• WORK TO COMPLETE: Copy out the records word for word, starting at their very first line and ending at the line that contains "145), (260, 140)]".

----------------------------------------

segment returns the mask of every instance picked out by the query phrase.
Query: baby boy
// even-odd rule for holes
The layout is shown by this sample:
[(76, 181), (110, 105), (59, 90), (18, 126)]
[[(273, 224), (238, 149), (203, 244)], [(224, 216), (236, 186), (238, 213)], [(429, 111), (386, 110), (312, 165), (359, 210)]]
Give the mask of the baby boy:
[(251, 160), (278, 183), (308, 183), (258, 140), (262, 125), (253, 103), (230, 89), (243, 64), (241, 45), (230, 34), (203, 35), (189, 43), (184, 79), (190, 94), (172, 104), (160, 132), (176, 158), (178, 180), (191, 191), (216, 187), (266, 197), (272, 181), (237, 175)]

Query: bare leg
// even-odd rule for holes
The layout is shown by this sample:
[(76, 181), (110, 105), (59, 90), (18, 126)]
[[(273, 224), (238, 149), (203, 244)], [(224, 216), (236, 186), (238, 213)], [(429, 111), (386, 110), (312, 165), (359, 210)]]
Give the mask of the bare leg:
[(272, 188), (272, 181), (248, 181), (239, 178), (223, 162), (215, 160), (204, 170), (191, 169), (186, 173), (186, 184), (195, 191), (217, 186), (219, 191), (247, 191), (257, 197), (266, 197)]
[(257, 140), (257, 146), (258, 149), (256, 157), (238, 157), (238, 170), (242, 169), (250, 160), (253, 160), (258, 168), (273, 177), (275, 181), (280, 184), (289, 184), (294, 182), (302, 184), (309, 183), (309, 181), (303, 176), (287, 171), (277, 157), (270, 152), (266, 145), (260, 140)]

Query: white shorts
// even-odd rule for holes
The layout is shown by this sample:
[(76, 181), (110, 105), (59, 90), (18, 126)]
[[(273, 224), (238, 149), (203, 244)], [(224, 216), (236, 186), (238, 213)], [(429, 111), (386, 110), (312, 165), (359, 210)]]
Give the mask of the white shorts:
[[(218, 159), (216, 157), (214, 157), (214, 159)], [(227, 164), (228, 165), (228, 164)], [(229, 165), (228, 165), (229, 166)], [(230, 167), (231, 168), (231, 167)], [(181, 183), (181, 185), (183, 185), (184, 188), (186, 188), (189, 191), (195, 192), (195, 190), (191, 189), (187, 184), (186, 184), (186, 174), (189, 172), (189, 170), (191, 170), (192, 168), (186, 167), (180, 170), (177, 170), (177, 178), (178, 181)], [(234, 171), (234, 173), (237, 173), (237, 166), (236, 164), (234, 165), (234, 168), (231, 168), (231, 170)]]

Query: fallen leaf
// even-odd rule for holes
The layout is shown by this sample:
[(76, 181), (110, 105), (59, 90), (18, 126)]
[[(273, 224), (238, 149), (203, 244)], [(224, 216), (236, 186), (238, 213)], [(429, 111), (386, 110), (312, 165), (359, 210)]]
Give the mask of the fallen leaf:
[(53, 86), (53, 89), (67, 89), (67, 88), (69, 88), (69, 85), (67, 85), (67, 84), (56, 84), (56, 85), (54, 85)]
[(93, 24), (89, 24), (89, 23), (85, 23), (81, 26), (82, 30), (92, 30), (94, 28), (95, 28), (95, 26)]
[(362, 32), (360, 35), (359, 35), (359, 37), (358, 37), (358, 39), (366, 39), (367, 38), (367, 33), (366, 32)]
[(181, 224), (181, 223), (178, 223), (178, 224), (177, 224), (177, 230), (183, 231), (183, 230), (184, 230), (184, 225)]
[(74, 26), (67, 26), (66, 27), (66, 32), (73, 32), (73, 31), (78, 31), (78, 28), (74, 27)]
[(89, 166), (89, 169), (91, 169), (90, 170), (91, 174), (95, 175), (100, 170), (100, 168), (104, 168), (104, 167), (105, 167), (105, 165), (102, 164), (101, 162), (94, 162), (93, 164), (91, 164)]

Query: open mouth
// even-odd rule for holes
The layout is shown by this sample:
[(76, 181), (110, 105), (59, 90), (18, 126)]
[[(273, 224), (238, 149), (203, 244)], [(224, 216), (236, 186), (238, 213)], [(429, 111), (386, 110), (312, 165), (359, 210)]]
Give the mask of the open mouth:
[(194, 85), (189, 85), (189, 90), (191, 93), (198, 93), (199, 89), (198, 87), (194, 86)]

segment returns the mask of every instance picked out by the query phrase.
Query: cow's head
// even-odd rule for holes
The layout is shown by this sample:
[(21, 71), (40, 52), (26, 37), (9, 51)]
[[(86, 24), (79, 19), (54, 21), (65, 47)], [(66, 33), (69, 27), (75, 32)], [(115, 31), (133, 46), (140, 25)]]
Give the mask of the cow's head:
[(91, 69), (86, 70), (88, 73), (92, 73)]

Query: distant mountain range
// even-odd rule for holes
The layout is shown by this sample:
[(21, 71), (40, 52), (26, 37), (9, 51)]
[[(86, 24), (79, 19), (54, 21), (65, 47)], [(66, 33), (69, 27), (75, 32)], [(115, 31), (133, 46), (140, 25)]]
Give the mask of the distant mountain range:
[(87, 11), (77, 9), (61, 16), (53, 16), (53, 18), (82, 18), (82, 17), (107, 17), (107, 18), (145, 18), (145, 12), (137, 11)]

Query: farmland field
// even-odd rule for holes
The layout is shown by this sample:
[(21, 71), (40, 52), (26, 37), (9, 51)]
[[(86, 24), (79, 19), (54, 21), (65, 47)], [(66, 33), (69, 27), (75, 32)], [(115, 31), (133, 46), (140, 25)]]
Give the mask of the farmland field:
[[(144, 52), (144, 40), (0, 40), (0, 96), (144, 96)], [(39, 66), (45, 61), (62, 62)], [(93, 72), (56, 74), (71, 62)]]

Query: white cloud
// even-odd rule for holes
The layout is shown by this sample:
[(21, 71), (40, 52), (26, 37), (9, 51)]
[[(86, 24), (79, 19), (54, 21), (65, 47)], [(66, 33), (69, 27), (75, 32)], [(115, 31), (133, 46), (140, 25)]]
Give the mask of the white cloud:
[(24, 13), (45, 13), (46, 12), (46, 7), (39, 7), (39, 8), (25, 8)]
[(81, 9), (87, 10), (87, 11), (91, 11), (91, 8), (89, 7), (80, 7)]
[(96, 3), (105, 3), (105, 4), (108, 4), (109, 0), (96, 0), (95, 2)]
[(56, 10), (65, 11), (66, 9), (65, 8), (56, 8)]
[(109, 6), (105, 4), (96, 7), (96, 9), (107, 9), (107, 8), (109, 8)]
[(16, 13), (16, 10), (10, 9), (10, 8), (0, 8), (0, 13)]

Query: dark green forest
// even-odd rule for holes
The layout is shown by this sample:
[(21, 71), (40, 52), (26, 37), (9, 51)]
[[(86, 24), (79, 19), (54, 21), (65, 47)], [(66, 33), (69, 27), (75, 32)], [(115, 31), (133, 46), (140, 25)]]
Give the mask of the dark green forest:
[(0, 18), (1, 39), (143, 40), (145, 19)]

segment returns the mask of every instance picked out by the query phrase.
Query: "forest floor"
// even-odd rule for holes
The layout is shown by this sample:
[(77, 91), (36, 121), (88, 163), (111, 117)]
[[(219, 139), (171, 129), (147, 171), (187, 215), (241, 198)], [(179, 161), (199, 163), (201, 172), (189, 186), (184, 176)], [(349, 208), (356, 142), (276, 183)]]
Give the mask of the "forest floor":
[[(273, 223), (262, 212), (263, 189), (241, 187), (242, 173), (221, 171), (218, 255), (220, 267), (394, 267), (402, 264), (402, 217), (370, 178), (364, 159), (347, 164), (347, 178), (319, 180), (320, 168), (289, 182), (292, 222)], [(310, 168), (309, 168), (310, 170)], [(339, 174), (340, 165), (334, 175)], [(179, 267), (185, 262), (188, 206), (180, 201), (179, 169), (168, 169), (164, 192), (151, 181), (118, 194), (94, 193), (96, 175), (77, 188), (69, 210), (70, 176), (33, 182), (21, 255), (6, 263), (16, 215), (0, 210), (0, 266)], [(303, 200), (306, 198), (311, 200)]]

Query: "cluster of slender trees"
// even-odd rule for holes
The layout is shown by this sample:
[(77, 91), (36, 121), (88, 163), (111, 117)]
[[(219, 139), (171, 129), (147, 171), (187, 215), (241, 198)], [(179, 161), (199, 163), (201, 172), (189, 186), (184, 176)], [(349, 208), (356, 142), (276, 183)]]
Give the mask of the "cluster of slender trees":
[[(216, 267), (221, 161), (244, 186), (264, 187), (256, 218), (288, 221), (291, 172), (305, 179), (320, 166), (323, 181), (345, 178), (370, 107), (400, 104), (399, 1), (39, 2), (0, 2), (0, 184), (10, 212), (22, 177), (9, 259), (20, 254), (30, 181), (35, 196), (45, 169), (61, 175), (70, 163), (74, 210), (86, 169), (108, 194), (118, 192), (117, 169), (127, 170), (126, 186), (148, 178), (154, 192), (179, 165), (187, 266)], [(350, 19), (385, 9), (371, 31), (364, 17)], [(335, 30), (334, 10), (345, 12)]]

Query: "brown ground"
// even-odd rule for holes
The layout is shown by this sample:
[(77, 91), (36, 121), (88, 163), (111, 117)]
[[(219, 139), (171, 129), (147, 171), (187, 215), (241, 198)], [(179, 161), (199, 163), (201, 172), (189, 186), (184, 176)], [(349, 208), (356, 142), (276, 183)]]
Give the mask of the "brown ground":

----------------------------------------

• COMPLETE RESPONSE:
segment returns the mask of every instance picked out by the query phrase.
Query: baby boy
// even-odd rule for holes
The layout is shown by this sample:
[(76, 181), (110, 105), (59, 90), (18, 126)]
[[(273, 224), (238, 149), (203, 244)], [(224, 216), (236, 186), (238, 213)], [(429, 111), (386, 110), (312, 165), (359, 210)]]
Give the mask of the baby boy:
[(251, 160), (278, 183), (308, 183), (258, 140), (262, 125), (253, 103), (230, 89), (243, 64), (241, 45), (230, 34), (203, 35), (189, 43), (184, 79), (190, 94), (172, 104), (160, 132), (176, 158), (178, 180), (191, 191), (216, 187), (266, 197), (272, 181), (237, 175)]

Query: bare leg
// even-odd rule for holes
The layout is shown by this sample:
[(76, 181), (110, 105), (59, 90), (18, 126)]
[[(273, 224), (238, 149), (203, 244)], [(224, 216), (236, 186), (238, 213)], [(429, 111), (386, 110), (312, 165), (359, 210)]]
Give the mask of the bare leg:
[(272, 188), (272, 181), (248, 181), (239, 178), (223, 162), (215, 160), (204, 170), (191, 169), (186, 173), (186, 184), (195, 191), (217, 186), (219, 191), (247, 191), (257, 197), (266, 197)]
[(257, 140), (257, 146), (258, 149), (256, 157), (238, 157), (238, 170), (242, 169), (250, 160), (253, 160), (258, 168), (273, 177), (275, 181), (280, 184), (289, 184), (294, 182), (302, 184), (309, 183), (309, 181), (303, 176), (287, 171), (277, 157), (270, 152), (266, 145), (260, 140)]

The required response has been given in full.